Quoted passage:

MARINE CORPS BASE CAMP LEJEUNE, N.C. -- The average day of a Marine deployed to a combat zone is anything but average. As the Global War on Terrorism rages on, Marines find themselves facing tough situations and decisions on a daily basis. With the lives of fellow Marines on the line, the ultimate goal is to return Marines home alive.
Sergeant Jason M. Simms of Philadelphia, Pa., was awarded the Purple Heart medal here, July 25, for wounds received while deployed in support of Operation Iraqi Freedom with 2nd Light Armored Reconnaissance Battalion, 2nd Marine Division.
Simms and his fellow Marines were driving down a major highway in a small city in Iraq, when an Improvised Explosive Device exploded beneath their vehicle.
“We were driving down the highway, when out of the blue an explosion went off,” Simms explained. “Our vehicle was caught in the open flame as shrapnel from the IED flew all around.”
Unfortunately, some Marines gave their lives and others were severely injured. Simms suffered third degree burns on his hands and needed skin graphs. He also suffered second and third degree burns on his face, ripped tendons and arteries, broke a leg and received shrapnel wounds covering his lower extremities.
The 27-year-old is the headquarters platoon sergeant for Company D as well as a Light Armored Vehicle gunner for LAR Battalion. As a LAV gunner his job is to scan for insurgents or enemy personnel setting up IEDs and watch for other potentially dangerous situations, playing a vital role in his units situational awareness.
Simms graduated from Haverford High School in Havertown, Pa., where he played hockey and dreamed about seeing the world.
He soon joined the Marine Corps for travel and now plans on making the Corps a career.
The quiet Marine is recovering, and despite his injuries he is still planning for his future.
“I plan to see more of the world and finish out my career,” Simms explained. “I like the Marine Corps lifestyle.”

Provided data:
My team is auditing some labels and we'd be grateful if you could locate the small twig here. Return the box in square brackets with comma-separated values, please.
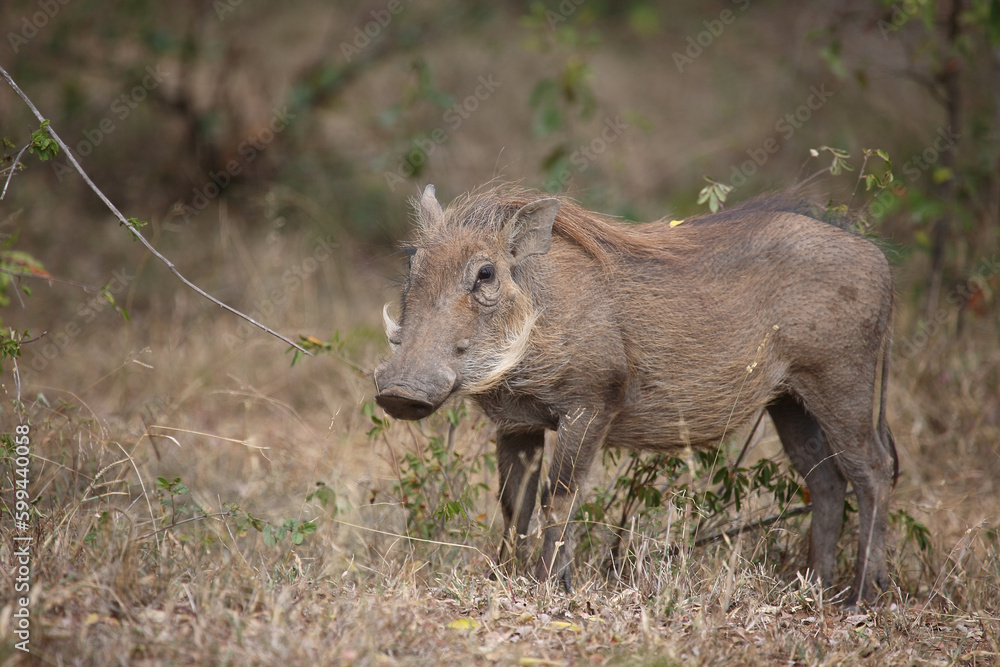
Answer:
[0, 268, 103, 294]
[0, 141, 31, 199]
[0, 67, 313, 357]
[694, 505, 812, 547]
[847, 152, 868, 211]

...

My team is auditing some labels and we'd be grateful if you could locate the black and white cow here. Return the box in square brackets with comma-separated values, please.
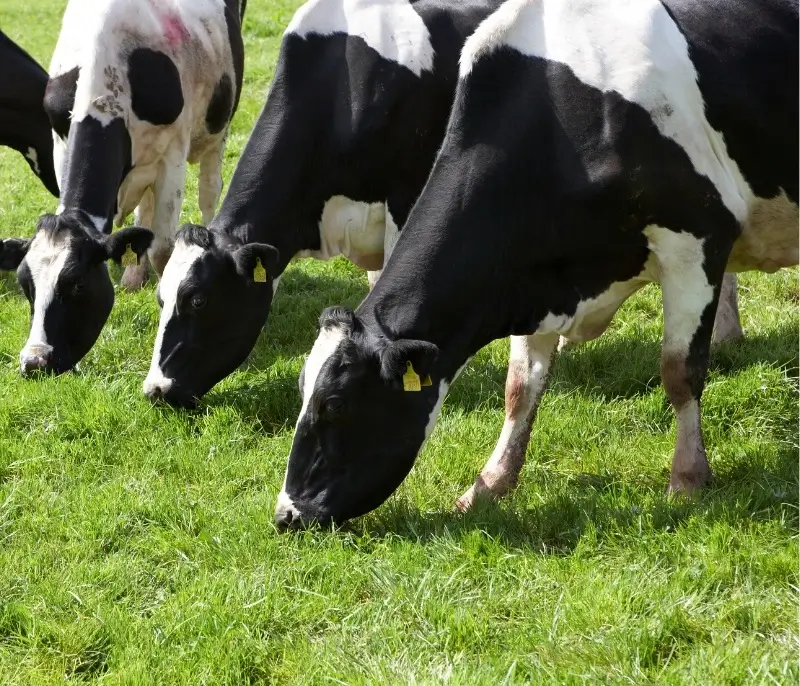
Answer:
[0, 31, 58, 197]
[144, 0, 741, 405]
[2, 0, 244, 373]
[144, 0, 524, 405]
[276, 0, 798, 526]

...

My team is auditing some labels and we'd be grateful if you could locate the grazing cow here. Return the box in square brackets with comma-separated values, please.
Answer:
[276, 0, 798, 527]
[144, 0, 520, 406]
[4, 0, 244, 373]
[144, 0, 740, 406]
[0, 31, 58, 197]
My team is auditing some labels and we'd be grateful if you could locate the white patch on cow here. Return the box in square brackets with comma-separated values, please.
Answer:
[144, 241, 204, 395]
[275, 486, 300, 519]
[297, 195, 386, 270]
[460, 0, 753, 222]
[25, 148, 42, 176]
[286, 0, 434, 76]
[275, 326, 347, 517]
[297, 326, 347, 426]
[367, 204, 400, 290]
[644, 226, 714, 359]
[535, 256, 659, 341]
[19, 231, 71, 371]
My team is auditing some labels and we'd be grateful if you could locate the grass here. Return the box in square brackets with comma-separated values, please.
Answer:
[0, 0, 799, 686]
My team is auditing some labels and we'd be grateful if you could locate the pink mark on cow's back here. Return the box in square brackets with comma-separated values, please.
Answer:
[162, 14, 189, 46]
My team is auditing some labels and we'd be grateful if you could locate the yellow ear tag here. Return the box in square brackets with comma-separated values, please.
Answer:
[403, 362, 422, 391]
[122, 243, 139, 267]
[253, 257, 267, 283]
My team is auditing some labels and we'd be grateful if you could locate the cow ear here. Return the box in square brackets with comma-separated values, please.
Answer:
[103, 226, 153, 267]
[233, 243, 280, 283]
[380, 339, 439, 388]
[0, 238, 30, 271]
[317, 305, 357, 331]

Exercise directions:
In the article about Sergeant Jason M. Simms receiving the Purple Heart, which high school did Simms graduate from?

Solution below:
Haverford High School in Havertown, Pa.